--- start of Extracted records ---
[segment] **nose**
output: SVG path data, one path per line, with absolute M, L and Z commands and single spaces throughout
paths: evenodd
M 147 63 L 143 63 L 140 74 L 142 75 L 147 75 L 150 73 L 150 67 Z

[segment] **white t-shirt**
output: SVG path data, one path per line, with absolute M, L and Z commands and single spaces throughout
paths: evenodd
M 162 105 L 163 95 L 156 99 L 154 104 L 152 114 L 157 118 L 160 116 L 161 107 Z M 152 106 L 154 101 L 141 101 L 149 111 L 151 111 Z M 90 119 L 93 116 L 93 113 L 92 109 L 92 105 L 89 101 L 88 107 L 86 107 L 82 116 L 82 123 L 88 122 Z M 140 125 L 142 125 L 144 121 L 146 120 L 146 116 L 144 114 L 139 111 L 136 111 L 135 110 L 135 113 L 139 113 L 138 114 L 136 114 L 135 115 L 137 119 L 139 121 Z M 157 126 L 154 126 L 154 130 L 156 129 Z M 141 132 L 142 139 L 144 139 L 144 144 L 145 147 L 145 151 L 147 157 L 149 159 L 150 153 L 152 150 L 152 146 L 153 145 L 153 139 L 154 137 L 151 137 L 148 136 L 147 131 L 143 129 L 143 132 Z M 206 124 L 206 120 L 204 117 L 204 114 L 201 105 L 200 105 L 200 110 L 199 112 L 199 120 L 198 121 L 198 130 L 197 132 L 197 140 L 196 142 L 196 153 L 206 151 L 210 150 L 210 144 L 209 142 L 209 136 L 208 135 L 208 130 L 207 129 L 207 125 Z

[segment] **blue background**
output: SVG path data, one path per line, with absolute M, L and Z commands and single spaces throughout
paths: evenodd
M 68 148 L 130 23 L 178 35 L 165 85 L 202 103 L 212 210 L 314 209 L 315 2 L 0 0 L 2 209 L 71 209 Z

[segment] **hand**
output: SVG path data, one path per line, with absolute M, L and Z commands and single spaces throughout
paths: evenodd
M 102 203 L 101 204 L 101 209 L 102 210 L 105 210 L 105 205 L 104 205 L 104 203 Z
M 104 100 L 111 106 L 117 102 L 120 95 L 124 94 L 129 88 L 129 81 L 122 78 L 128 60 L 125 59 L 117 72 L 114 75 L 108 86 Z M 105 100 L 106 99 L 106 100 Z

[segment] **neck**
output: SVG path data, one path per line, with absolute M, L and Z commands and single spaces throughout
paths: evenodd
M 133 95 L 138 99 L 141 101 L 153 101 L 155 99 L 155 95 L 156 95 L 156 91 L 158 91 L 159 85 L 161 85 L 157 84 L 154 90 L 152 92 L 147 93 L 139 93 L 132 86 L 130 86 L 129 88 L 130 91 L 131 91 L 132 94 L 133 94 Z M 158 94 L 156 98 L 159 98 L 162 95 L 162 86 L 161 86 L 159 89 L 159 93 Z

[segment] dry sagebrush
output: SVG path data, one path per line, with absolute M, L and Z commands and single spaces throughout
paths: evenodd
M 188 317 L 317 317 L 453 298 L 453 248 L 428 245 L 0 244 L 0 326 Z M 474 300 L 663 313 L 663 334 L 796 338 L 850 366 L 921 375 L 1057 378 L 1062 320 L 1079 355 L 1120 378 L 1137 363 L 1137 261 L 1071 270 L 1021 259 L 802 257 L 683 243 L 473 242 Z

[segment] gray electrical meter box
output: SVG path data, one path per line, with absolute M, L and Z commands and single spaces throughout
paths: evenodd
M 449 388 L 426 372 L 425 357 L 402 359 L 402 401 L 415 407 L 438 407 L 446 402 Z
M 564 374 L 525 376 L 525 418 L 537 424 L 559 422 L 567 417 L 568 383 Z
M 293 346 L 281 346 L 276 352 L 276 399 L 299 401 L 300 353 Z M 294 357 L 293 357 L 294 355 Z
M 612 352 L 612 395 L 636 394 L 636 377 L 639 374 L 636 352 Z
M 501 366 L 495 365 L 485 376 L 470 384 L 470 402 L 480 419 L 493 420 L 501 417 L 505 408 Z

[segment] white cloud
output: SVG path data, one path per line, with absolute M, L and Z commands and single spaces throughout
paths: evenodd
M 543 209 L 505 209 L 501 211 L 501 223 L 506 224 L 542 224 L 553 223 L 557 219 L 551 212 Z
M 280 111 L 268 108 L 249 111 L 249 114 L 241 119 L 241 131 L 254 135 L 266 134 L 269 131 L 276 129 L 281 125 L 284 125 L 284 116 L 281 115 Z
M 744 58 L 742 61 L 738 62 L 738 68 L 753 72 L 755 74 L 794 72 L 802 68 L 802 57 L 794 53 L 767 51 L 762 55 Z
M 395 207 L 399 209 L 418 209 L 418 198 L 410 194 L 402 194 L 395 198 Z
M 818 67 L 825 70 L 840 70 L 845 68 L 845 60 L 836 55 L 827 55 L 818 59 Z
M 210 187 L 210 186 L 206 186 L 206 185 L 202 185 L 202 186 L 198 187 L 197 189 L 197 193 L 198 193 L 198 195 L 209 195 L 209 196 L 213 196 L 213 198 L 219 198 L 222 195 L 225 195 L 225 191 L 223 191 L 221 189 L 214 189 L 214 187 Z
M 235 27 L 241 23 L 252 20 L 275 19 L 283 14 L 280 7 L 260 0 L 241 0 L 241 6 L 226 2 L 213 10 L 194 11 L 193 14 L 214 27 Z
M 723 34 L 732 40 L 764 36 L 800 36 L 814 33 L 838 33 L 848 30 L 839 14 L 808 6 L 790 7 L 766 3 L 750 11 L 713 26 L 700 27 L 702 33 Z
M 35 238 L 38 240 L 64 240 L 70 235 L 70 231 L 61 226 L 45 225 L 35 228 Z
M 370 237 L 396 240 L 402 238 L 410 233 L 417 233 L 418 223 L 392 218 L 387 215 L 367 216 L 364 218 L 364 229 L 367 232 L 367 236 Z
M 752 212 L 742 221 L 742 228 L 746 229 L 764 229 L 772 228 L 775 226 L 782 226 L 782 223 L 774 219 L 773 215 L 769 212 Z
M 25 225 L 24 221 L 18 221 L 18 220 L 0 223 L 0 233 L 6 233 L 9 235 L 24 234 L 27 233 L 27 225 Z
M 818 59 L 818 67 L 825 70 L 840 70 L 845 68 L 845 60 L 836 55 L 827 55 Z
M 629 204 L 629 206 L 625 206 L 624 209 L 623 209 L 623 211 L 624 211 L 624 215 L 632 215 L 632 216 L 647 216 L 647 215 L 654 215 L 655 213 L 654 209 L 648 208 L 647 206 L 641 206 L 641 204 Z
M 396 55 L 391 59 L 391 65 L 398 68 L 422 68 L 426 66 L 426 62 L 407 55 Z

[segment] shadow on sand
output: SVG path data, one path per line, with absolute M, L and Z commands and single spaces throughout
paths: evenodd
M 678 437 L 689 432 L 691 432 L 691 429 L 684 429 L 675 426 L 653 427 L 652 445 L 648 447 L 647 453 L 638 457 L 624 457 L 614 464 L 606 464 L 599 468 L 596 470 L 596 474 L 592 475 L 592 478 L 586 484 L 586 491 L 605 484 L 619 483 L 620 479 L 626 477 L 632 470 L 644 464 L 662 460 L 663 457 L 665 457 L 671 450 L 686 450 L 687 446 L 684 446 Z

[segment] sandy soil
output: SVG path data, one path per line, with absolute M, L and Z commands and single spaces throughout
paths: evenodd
--- end of Extracted records ---
▸ **Stated task**
Lay out every line of the records above as a Markdown table with two columns, No. and Text. Number the rows and leave out blank lines.

▸ **The solution**
| No. | Text |
|---|---|
| 1 | [segment] **nose** |
| 2 | output: SVG path data, one path per line, with absolute M, L and Z commands and single spaces throughout |
| 3 | paths: evenodd |
| 4 | M 147 63 L 143 63 L 140 74 L 142 75 L 147 75 L 150 73 L 150 67 Z |
| 5 | [segment] **white t-shirt** |
| 6 | output: SVG path data, one path per line, with absolute M, L and Z commands and single spaces throughout |
| 7 | paths: evenodd |
| 8 | M 162 105 L 163 95 L 156 99 L 154 104 L 152 114 L 157 118 L 160 116 L 161 107 Z M 152 106 L 154 101 L 141 101 L 149 111 L 151 111 Z M 90 119 L 93 116 L 93 113 L 92 109 L 92 105 L 89 101 L 88 107 L 86 107 L 82 116 L 82 123 L 88 122 Z M 140 125 L 142 125 L 144 121 L 146 120 L 146 116 L 144 114 L 139 111 L 136 111 L 135 110 L 135 113 L 139 113 L 138 114 L 136 114 L 135 115 L 137 119 L 139 121 Z M 157 126 L 154 126 L 154 130 L 156 129 Z M 141 132 L 142 139 L 144 139 L 144 144 L 145 147 L 145 151 L 147 157 L 149 159 L 150 153 L 152 150 L 152 146 L 153 145 L 153 139 L 154 137 L 151 137 L 148 136 L 147 131 L 143 129 L 143 132 Z M 206 124 L 206 120 L 204 117 L 204 114 L 201 105 L 200 105 L 200 110 L 199 112 L 199 120 L 198 121 L 198 130 L 197 132 L 197 140 L 196 142 L 196 153 L 206 151 L 210 150 L 210 144 L 209 142 L 209 136 L 208 135 L 208 130 L 207 129 L 207 125 Z |
| 9 | [segment] **blue background** |
| 10 | output: SVG path data, one path per line, with absolute M, L and Z commands and single spaces throughout |
| 11 | paths: evenodd |
| 12 | M 68 148 L 130 23 L 178 35 L 165 85 L 202 103 L 212 210 L 314 209 L 315 2 L 0 0 L 2 209 L 71 209 Z |
| 13 | [segment] **hand** |
| 14 | output: SVG path data, one path per line, with absolute M, L and Z commands and single spaces throughout |
| 15 | paths: evenodd |
| 16 | M 102 203 L 101 204 L 101 209 L 102 210 L 105 210 L 105 205 L 104 205 L 104 203 Z |
| 17 | M 104 100 L 111 106 L 117 102 L 120 95 L 124 94 L 129 88 L 129 81 L 122 78 L 128 60 L 125 59 L 117 72 L 114 75 L 108 86 Z M 105 100 L 106 99 L 106 100 Z |
| 18 | [segment] **neck** |
| 19 | output: SVG path data, one path per line, with absolute M, L and Z commands and single spaces throughout |
| 20 | paths: evenodd |
| 21 | M 133 95 L 138 99 L 141 101 L 153 101 L 155 99 L 155 95 L 156 95 L 156 91 L 158 91 L 159 85 L 161 85 L 157 84 L 154 90 L 152 92 L 147 93 L 139 93 L 132 86 L 130 86 L 129 88 L 130 91 L 131 91 L 132 94 L 133 94 Z M 158 94 L 156 98 L 159 98 L 162 95 L 162 86 L 161 86 L 159 89 L 159 93 Z |
| 22 | [segment] dry sagebrush |
| 23 | output: SVG path data, one path per line, with absolute M, L and Z commands and single spaces throughout |
| 24 | paths: evenodd |
| 25 | M 188 317 L 317 317 L 453 298 L 453 248 L 428 245 L 0 244 L 0 326 Z M 474 300 L 663 313 L 663 334 L 796 338 L 850 366 L 921 375 L 1057 378 L 1062 320 L 1079 355 L 1120 378 L 1137 363 L 1137 261 L 1071 270 L 1021 259 L 802 257 L 683 243 L 473 242 Z |
| 26 | [segment] gray electrical meter box |
| 27 | output: SVG path data, one path per line, with absolute M, L and Z commands and single spaces throughout |
| 28 | paths: evenodd |
| 29 | M 449 388 L 426 372 L 425 357 L 402 359 L 402 401 L 415 407 L 438 407 L 446 402 Z |
| 30 | M 564 374 L 525 376 L 525 418 L 537 424 L 559 422 L 567 417 L 568 383 Z |
| 31 | M 293 346 L 281 346 L 276 352 L 276 399 L 299 401 L 300 353 Z M 294 357 L 293 357 L 294 355 Z |
| 32 | M 612 352 L 612 395 L 636 394 L 636 377 L 639 374 L 636 352 Z |
| 33 | M 501 366 L 495 365 L 485 376 L 470 384 L 470 402 L 480 419 L 493 420 L 501 417 L 505 408 Z |
| 34 | [segment] white cloud |
| 35 | output: SVG path data, one path per line, with absolute M, L and Z commands and single spaces throughout |
| 36 | paths: evenodd |
| 37 | M 543 209 L 505 209 L 501 211 L 501 223 L 506 224 L 542 224 L 553 223 L 557 219 L 551 212 Z |
| 38 | M 280 111 L 268 108 L 249 111 L 249 114 L 241 119 L 241 131 L 254 135 L 266 134 L 269 131 L 276 129 L 281 125 L 284 125 L 284 116 L 281 115 Z |
| 39 | M 744 58 L 742 61 L 738 62 L 738 68 L 753 72 L 755 74 L 794 72 L 802 68 L 802 57 L 794 53 L 767 51 L 762 55 Z |
| 40 | M 395 207 L 399 209 L 418 209 L 418 198 L 410 194 L 402 194 L 395 198 Z |
| 41 | M 818 67 L 825 70 L 840 70 L 845 68 L 845 60 L 836 55 L 827 55 L 818 59 Z |
| 42 | M 210 187 L 210 186 L 206 186 L 206 185 L 202 185 L 202 186 L 198 187 L 197 189 L 197 193 L 198 193 L 198 195 L 209 195 L 209 196 L 213 196 L 213 198 L 219 198 L 222 195 L 225 195 L 225 191 L 223 191 L 221 189 L 214 189 L 214 187 Z |
| 43 | M 235 27 L 241 23 L 252 20 L 275 19 L 283 14 L 280 7 L 260 0 L 241 0 L 241 6 L 226 2 L 213 10 L 194 11 L 193 14 L 214 27 Z |
| 44 | M 723 34 L 732 40 L 764 36 L 800 36 L 814 33 L 838 33 L 848 30 L 839 14 L 808 6 L 790 7 L 766 3 L 750 11 L 713 26 L 700 27 L 702 33 Z |
| 45 | M 35 238 L 38 240 L 64 240 L 70 235 L 70 231 L 61 226 L 45 225 L 35 228 Z |
| 46 | M 370 237 L 396 240 L 402 238 L 410 233 L 417 233 L 418 223 L 392 218 L 387 215 L 367 216 L 364 218 L 364 229 L 367 232 L 367 236 Z |
| 47 | M 752 212 L 742 221 L 742 228 L 746 229 L 764 229 L 772 228 L 775 226 L 782 226 L 782 223 L 774 219 L 773 215 L 769 212 Z |
| 48 | M 25 225 L 24 221 L 18 221 L 18 220 L 0 223 L 0 233 L 6 233 L 9 235 L 24 234 L 27 233 L 27 225 Z |
| 49 | M 818 59 L 818 67 L 825 70 L 840 70 L 845 68 L 845 60 L 836 55 L 827 55 Z |
| 50 | M 629 204 L 629 206 L 625 206 L 624 209 L 623 209 L 623 211 L 624 211 L 624 215 L 632 215 L 632 216 L 647 216 L 647 215 L 654 215 L 655 213 L 654 209 L 648 208 L 647 206 L 641 206 L 641 204 Z |
| 51 | M 396 55 L 391 59 L 391 65 L 398 68 L 422 68 L 426 66 L 426 62 L 407 55 Z |
| 52 | [segment] shadow on sand |
| 53 | output: SVG path data, one path per line, with absolute M, L and Z commands and single spaces throughout |
| 54 | paths: evenodd |
| 55 | M 678 437 L 689 432 L 691 432 L 691 429 L 684 429 L 675 426 L 653 427 L 652 445 L 648 447 L 647 453 L 638 457 L 624 457 L 614 464 L 606 464 L 599 468 L 596 470 L 596 474 L 592 475 L 592 478 L 586 484 L 586 491 L 605 484 L 619 483 L 620 479 L 626 477 L 632 470 L 644 464 L 662 460 L 663 457 L 665 457 L 671 450 L 686 450 L 687 446 L 684 446 Z |
| 56 | [segment] sandy soil |
| 57 | output: SVG path data, one path per line, with absolute M, L and Z commands and single spaces throughout |
| 58 | paths: evenodd |